Rewrite the records from the line with "work: provide the mask of every instance of the <item>ceiling" through the end of the records, keeping the request lines as they are and shifting every coordinate in the outlines by adding 91 to it.

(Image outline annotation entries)
######
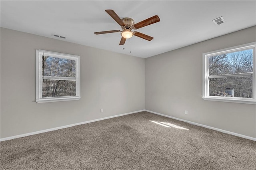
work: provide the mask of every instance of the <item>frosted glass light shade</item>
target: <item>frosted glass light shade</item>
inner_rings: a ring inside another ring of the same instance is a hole
[[[124,30],[121,32],[121,35],[124,38],[128,39],[133,36],[133,33],[130,30]]]

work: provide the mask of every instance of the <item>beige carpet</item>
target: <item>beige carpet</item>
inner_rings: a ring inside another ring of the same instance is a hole
[[[0,146],[1,170],[256,169],[256,142],[146,112]]]

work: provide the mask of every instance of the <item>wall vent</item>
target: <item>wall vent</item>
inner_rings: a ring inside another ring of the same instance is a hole
[[[212,21],[216,25],[220,25],[225,22],[225,20],[224,20],[224,19],[223,19],[223,17],[222,16],[219,17],[218,18],[214,19],[212,20]]]
[[[63,36],[58,36],[58,35],[54,34],[52,34],[52,36],[53,36],[55,37],[58,37],[58,38],[63,38],[64,39],[66,39],[66,38],[65,37],[63,37]]]

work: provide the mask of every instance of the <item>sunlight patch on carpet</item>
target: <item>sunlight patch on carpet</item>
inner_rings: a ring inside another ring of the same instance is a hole
[[[184,127],[181,127],[179,126],[176,125],[173,125],[171,123],[168,123],[167,122],[156,122],[156,121],[149,121],[150,122],[153,122],[153,123],[156,123],[157,124],[162,125],[162,126],[164,126],[166,127],[169,127],[169,128],[174,127],[175,128],[179,128],[180,129],[184,129],[184,130],[189,130],[188,129]]]

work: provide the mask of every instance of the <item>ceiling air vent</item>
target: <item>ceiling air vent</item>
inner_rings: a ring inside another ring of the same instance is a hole
[[[52,34],[52,36],[53,36],[55,37],[58,37],[58,38],[63,38],[64,39],[66,39],[66,37],[63,37],[62,36],[58,36],[58,35],[54,34]]]
[[[220,25],[225,22],[225,20],[223,19],[223,17],[222,16],[219,17],[218,18],[214,19],[212,20],[212,21],[216,25]]]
######
• Solution
work: provide the mask of every instance of the <item>ceiling air vent</item>
target: <item>ceiling air vent</item>
inner_rings: a ring inside another ring of the same instance is a hole
[[[143,125],[143,127],[144,127],[146,128],[149,128],[149,129],[154,129],[155,130],[157,130],[157,128],[154,128],[153,127],[149,127],[149,126],[145,125]]]
[[[311,116],[316,113],[316,111],[314,110],[314,108],[313,107],[310,108],[309,109],[305,110],[303,111],[303,112],[307,116]]]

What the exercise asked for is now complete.